_What this task involves_: Return a faithful copy of all the entries, omitting the images.

[Image point grounding data]
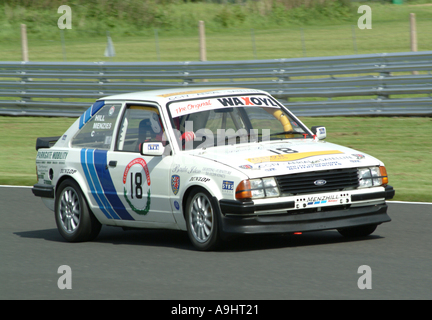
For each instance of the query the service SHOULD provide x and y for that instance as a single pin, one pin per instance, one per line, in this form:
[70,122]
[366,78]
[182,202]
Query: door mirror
[320,132]
[152,149]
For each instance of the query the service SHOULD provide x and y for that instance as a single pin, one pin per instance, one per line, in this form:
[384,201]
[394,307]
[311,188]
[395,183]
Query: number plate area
[322,200]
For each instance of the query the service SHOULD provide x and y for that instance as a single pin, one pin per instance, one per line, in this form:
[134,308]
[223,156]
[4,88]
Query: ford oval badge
[320,182]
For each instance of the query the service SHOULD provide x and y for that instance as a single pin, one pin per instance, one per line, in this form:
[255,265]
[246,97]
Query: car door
[141,183]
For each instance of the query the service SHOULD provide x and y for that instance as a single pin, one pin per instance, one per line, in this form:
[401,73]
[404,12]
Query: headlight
[372,177]
[257,188]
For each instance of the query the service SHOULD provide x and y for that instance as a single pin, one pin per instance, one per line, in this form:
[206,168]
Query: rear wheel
[202,220]
[361,231]
[74,219]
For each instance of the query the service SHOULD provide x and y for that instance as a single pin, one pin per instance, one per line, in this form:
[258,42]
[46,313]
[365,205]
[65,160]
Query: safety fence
[371,84]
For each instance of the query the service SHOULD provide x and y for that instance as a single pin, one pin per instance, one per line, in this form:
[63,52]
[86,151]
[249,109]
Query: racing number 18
[138,183]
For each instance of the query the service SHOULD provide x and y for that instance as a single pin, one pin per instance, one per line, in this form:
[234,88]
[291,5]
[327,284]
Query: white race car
[214,162]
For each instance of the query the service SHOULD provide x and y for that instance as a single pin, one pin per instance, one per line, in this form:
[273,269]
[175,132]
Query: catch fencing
[396,84]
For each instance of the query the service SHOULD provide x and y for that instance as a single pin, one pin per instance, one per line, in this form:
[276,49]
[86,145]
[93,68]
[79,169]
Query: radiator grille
[336,180]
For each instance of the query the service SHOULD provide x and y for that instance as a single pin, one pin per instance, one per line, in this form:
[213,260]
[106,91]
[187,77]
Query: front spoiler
[289,223]
[247,218]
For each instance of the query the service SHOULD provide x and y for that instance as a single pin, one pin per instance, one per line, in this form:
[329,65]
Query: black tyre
[361,231]
[202,220]
[74,219]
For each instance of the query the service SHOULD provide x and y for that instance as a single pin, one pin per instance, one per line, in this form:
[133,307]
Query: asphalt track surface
[162,265]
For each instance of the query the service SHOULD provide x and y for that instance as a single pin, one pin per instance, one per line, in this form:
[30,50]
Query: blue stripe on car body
[100,158]
[90,183]
[98,192]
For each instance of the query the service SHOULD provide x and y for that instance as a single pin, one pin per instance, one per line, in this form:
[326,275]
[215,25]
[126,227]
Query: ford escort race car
[214,162]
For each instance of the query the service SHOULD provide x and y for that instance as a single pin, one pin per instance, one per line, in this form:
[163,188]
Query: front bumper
[44,191]
[248,218]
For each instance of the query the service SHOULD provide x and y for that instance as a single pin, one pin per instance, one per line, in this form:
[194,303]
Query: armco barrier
[372,84]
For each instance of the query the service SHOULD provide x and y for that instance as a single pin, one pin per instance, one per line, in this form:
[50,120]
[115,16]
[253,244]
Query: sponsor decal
[111,111]
[175,183]
[358,156]
[153,146]
[291,156]
[199,179]
[52,155]
[136,183]
[183,108]
[247,101]
[227,186]
[323,200]
[320,182]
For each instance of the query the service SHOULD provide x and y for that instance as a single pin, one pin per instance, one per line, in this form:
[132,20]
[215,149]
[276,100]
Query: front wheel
[74,219]
[202,220]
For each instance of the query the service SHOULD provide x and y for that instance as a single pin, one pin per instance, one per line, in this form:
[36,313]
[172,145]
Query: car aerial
[215,162]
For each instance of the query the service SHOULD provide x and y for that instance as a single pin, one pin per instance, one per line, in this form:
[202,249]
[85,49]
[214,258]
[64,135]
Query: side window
[98,131]
[139,124]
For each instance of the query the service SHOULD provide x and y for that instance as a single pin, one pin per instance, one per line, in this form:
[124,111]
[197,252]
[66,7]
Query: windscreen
[232,120]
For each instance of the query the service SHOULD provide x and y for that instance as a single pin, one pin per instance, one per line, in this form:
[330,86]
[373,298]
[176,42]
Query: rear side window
[97,133]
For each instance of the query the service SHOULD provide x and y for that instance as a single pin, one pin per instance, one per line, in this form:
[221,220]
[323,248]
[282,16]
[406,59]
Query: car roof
[165,95]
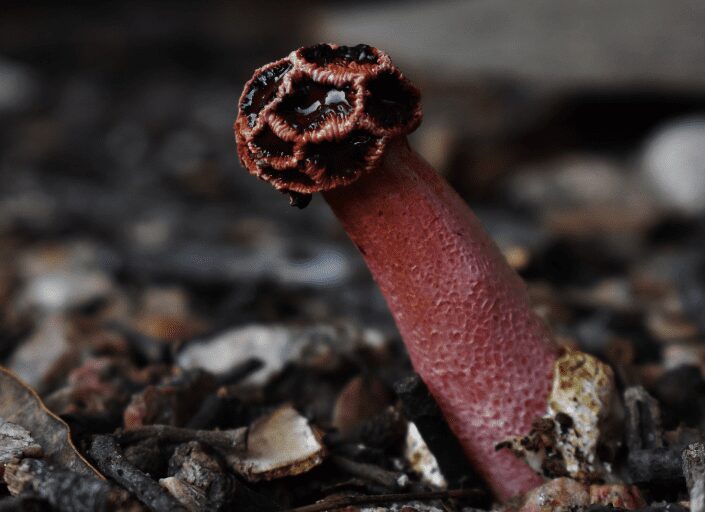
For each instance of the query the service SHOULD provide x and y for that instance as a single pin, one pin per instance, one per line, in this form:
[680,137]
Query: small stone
[279,444]
[321,346]
[673,163]
[421,460]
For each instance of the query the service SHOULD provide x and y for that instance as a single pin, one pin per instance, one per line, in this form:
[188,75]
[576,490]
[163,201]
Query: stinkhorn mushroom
[334,119]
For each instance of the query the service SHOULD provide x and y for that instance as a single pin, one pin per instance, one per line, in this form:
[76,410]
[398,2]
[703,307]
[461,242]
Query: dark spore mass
[342,158]
[391,102]
[312,103]
[287,176]
[262,91]
[268,144]
[299,200]
[323,54]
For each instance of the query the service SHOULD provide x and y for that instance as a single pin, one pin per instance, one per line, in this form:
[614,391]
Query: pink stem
[462,311]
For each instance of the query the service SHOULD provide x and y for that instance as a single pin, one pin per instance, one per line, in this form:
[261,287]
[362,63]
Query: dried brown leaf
[20,404]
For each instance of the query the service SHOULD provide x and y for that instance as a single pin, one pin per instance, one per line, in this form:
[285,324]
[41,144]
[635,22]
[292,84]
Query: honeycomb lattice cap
[321,117]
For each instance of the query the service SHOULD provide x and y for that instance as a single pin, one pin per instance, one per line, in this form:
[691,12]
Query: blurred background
[575,129]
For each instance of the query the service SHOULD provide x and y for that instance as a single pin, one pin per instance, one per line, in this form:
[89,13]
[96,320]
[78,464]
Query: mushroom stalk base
[463,313]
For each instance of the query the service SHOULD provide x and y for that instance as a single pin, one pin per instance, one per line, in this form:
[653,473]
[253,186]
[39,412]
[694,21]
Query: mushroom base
[463,313]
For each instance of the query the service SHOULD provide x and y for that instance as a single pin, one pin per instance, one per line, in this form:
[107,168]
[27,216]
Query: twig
[220,439]
[368,472]
[346,501]
[111,461]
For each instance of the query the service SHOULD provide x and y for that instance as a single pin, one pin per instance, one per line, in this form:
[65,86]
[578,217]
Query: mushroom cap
[321,117]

_Output of the task_:
For each instance of the query the service SHOULD provide x and y for that instance as a single pin, one pin per instance, one per line, in this form:
[70,122]
[366,78]
[182,202]
Query: door mirror
[320,132]
[152,149]
For each instance of the query the service SHOULD provide x and y for that instance as a single pin, one pin per instance, one per line, in this form:
[384,201]
[394,307]
[311,188]
[395,183]
Query: number plate area
[322,200]
For each instance of the query the service SHOULD provide x and y for that instance as a single pin, one pin per instance, one per line, in this form:
[134,308]
[223,156]
[4,88]
Query: ford oval badge
[320,182]
For each instance of the query the service SHOULD provide x and y for that instance as a single pin, one pin per instance, one per line, in this form:
[255,265]
[246,97]
Query: car door
[141,183]
For each instance of the query the service SHOULD provide x and y for that instance as a single pin, one pin per instance, one per line, in this form:
[401,73]
[404,12]
Query: headlight
[372,177]
[257,188]
For each instance of the query the service SHOULD provide x and y for that instance as a single pin, one pin per instance, one per line, in this form:
[206,168]
Query: rear wheel
[202,220]
[361,231]
[74,219]
For each instance of the query the service SHOULD provide x and y for that instance as a single pin, one pin per instance, one per line, in this form:
[258,42]
[46,313]
[365,205]
[65,160]
Query: safety fence
[371,84]
For each instance of the query the service SHOULD provide x and y for that instance as a single pin, one pin per instance, one per line, in this form:
[63,52]
[86,151]
[249,109]
Query: racing number 18
[138,183]
For each instance of the query the service SHOULD provide x and y for that instance as a single pin, one pin per instance, one per line, in this form:
[234,88]
[291,5]
[327,284]
Query: white race car
[214,162]
For each instance of the query the service SHOULD provide x and y for that instance as a single pin, one pin per instance, one per line, in this form:
[273,269]
[175,132]
Query: catch fencing
[396,84]
For each instance of the query the service SHOULD provide x and y for that instance as a single pin, one pin per instance, one per line, in this form:
[276,49]
[86,145]
[93,68]
[79,169]
Query: radiator grille
[336,180]
For each instance of the query the service SHOULD provide x and y for that instance as a single pin, one pin per instance, one per line, in this form:
[213,260]
[106,91]
[187,77]
Query: front spoiler
[289,223]
[247,218]
For each instance of the query the service SHOULD provide x and y for that instance as a single pin, one pin per instance, one per line, in this form:
[329,65]
Query: black tyre
[361,231]
[202,220]
[74,219]
For each instance of the query the service SHOULD provide x and y for that instance as a single pin, one pin per instance, one per line, in this form:
[133,307]
Query: asphalt track surface
[162,265]
For each instance of the query the service SHOULD provide x and y for that instance as a single pin, one pin per instance, one per line, in this form:
[30,50]
Query: blue stripe on car body
[100,158]
[90,183]
[98,192]
For each instance of the query the service SHOULD provide x and y for that instance as a single pin, one pin per instance, one per line, in this form:
[326,275]
[215,25]
[126,227]
Query: ford escort race car
[214,162]
For each instance of the query the service SHOULD provide x and y for that instance as a single pin, one pin per instance, one per line, in this form:
[163,188]
Query: front bumper
[44,191]
[248,218]
For each instance of the query the service SHOULD provide x and y for that instance as a single pin, one pin per instance, one per line, in this form:
[194,303]
Query: armco barrier
[372,84]
For each instance of the query the service SHOULD provide x and y for that instance as a single pin, one pin per instance, one per line, in this form:
[50,120]
[115,16]
[253,244]
Query: sponsor decal
[111,111]
[175,183]
[358,156]
[153,146]
[291,156]
[199,179]
[52,155]
[136,183]
[183,108]
[247,101]
[227,186]
[323,200]
[320,182]
For each instance of the query the service SHOULD provide x and y for that instance as a single pin, one pin per instance, one per line, in this form:
[132,20]
[215,149]
[276,100]
Query: front wheel
[74,219]
[202,220]
For each instance of the query the service SHOULD provide x and y for that instance as a single pin, one pin per instance, one per line, in this form:
[36,313]
[172,145]
Query: car aerial
[215,162]
For each instance of the query the service SHOULD provide x and y for that instance as a single pin, one pin per instance, one per line, in this form:
[202,249]
[85,49]
[214,258]
[64,135]
Query: side window
[98,131]
[139,124]
For each instance of the query the service SHOULD provide x and y for that instance as a single pin, one pin per instance, one per line, in this form:
[124,111]
[197,252]
[66,7]
Query: windscreen
[232,120]
For each instance of the query the service SHOULD provide x and y for that instance as a single pin, one pin per instance, one per line, in this form:
[330,86]
[373,298]
[176,42]
Query: rear side window
[97,133]
For each instance of the query the service SHOULD provide x and y for that instance as a single pin, one pin per instance, one per line, in this form:
[221,220]
[323,248]
[282,16]
[406,59]
Query: car roof
[165,95]
For each instance of the query the service SHOULD provide x and y for that instance as a single pin, one pin per instance, one per line, in this form:
[680,137]
Query: small stone
[279,444]
[321,346]
[673,163]
[421,460]
For each instance of the query the service SHOULD provide x and y for that instance as a single pin, one pin per instance, one per line, in this form:
[188,75]
[576,490]
[163,201]
Query: stinkhorn mushroom
[334,119]
For each instance of the query the service SHOULD provide x and y for that instance as a single pin, one pin per instance, one per line, in this form:
[76,410]
[398,2]
[703,307]
[461,242]
Query: dark spore mass
[342,158]
[391,102]
[312,103]
[287,176]
[262,91]
[268,144]
[299,200]
[323,54]
For each instance of the query the service SHOULD provide x and y for that instance as a single pin, one pin per instance, one per line, in this form:
[614,391]
Query: pink stem
[462,311]
For each instance of the query the service SHOULD provide x and y for that instance as a single pin, one pin per instance, one per line, in this form:
[261,287]
[362,63]
Query: dried brown leaf
[20,404]
For each instance of the query the service SHOULD provide x and y for that instance as a single pin, one pin per instance, one per line, in this form:
[285,324]
[41,144]
[635,22]
[292,84]
Query: honeycomb lattice cap
[321,117]
For each instance of the query the service SHOULD provide x and y for that instance as a single pin, one pin per instance, one per line, in this form:
[691,12]
Query: blurred background
[575,129]
For each instance of the query the service SHOULD provide x and y for that instance as a single pin, one pin per instance, one per line, in this form:
[89,13]
[96,320]
[78,464]
Query: mushroom stalk base
[463,313]
For each instance of the query the service SHOULD provide x and y for that instance as a single pin, one pin per instance, one per line, in this form:
[653,473]
[253,186]
[39,412]
[694,21]
Query: mushroom base
[463,313]
For each instance of the query the service SHOULD provide x and y for that instance as a single pin, one pin per instance, one per line, in this form:
[107,168]
[27,216]
Query: twig
[220,439]
[368,472]
[346,501]
[111,461]
For each instance of the query the service SHOULD provide x and y for that instance as a single pin, one pin per instance, one per line, in this form:
[65,86]
[578,217]
Query: mushroom cap
[321,117]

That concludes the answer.